__GIVEN ENTRIES__.

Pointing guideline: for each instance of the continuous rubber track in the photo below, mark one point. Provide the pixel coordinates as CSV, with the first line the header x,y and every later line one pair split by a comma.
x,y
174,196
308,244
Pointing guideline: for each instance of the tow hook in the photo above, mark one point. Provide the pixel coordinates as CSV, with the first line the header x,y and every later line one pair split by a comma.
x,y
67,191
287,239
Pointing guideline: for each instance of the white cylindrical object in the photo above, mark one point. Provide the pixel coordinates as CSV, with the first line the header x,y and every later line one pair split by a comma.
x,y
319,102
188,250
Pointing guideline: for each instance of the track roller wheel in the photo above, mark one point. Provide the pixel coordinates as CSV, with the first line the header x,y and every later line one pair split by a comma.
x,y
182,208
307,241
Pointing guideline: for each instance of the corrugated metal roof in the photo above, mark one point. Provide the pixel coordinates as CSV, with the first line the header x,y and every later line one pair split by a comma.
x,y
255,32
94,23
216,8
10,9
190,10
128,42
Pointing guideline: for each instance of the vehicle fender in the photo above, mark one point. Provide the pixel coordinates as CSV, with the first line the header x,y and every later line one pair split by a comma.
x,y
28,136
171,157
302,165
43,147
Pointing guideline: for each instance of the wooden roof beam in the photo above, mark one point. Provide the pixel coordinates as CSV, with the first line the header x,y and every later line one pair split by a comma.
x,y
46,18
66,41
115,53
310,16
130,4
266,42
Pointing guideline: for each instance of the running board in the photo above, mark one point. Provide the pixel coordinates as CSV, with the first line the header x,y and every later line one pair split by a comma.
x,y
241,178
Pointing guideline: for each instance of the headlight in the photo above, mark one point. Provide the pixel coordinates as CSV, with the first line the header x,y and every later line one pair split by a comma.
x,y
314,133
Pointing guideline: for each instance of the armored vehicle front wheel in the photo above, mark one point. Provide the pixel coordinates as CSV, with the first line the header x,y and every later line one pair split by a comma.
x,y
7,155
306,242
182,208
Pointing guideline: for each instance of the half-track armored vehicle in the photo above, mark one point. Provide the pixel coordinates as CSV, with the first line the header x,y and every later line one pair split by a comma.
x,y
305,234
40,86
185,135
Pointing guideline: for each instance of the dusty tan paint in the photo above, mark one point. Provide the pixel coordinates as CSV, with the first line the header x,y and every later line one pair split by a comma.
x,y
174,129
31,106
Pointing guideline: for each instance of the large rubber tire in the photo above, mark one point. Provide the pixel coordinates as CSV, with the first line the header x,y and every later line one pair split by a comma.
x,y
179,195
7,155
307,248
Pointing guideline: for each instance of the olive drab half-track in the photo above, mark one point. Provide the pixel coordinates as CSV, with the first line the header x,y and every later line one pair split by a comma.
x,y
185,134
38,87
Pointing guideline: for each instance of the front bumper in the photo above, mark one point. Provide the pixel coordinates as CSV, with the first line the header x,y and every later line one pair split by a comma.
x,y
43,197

__REQUIREMENT__. Print out the whole listing, with every line exactly as it appears.

__SOLVED PROBLEM__.
Pointing guideline: for each instance of the continuous rubber track in the photo below, mark one point. Provide the pixel coordinates as CSV, with the first line the header x,y and every later line one pair split by a comma.
x,y
174,196
308,244
Pointing guideline: for each instance of the tow hook in the photo above, mark one point. Provide the pixel coordinates as CSV, with the first line the header x,y and every later line one pair split by a comma.
x,y
67,191
287,239
Pointing guideline: for each instance of the white cylindrical object in the photo above, mark one point. Provide the pixel coordinates as CSV, with the first line the header x,y and every later line one pair split by a comma.
x,y
319,102
188,250
Pointing guideline: for each instance of the track roller wheel in the photo above, mark one point. Provide the pixel coordinates as CSV, with the first line the header x,y and every later line one pair split by a comma.
x,y
182,208
307,241
Pointing guideline: for each instance of the corrugated metal roof in the photo above, mark one point. Provide the pixel coordinates as CSV, with the first line the header x,y and every later line one pair split by a comma.
x,y
255,32
94,23
216,8
10,9
190,10
128,42
Pointing guideline: for each instance of the vehicle fender in the photo above, mark one point. Provide the pixel coordinates as CSV, with the first line the header x,y and every later line one pair split by a comma.
x,y
28,136
171,157
302,165
43,147
Pointing guideline: for each instance of the wooden roof beam in the photo above, mark one point. Provide the pixel coordinates as CSV, with the first line the header x,y and every later line one pair split by a comma.
x,y
46,18
66,41
115,53
310,16
130,4
266,42
Pointing guideline: for each instance of the running board in the photo above, mark one point. Provide the pixel coordinates as CSV, with the first line the header x,y and every later line one pair split by a comma.
x,y
241,178
Pointing guideline: for each instance of the headlight in the photo above, mark one point. Provide the pixel coordinates as CSV, with the first line the header x,y and every later line one pair split by a comma.
x,y
314,133
Pointing guideline: for each instance of the armored vehicle front wheel in the photo above, mark one point. Provide the pixel coordinates as CSV, with the first line the header x,y and every later line one pair split by a comma.
x,y
7,155
306,242
182,208
Pointing guideline: for each instance of the half-track armored vehicle in the photo above, mark one point. Provide the pixel coordinates as CSV, with the first line the header x,y and every later line one pair split by a comma.
x,y
305,234
40,86
185,135
Pointing guideline: for each instance of the dusty tan paint in the photo above, mark one point. Provide the pixel coordinates as CSV, with the first line the header x,y and every later line one pair split by a comma.
x,y
174,129
31,106
Pointing guideline: for each instance of the large rubber tire in the photo above, mark one point. Provide the pixel coordinates as CSV, with the first line the header x,y and every later line one pair split by a comma.
x,y
179,195
7,155
307,248
Pointing guideline: for each instance of the olive drab half-track in the photo above, mark one point. Provide the pixel coordinates as CSV, with the first line the header x,y and every later line one pair split by a comma.
x,y
185,134
38,87
Pointing guideline: for each instance of the front bumper in the photo above, mark one point. Provide the pixel coordinates as CSV, with the first line the header x,y and every later line one pair split by a comma.
x,y
43,197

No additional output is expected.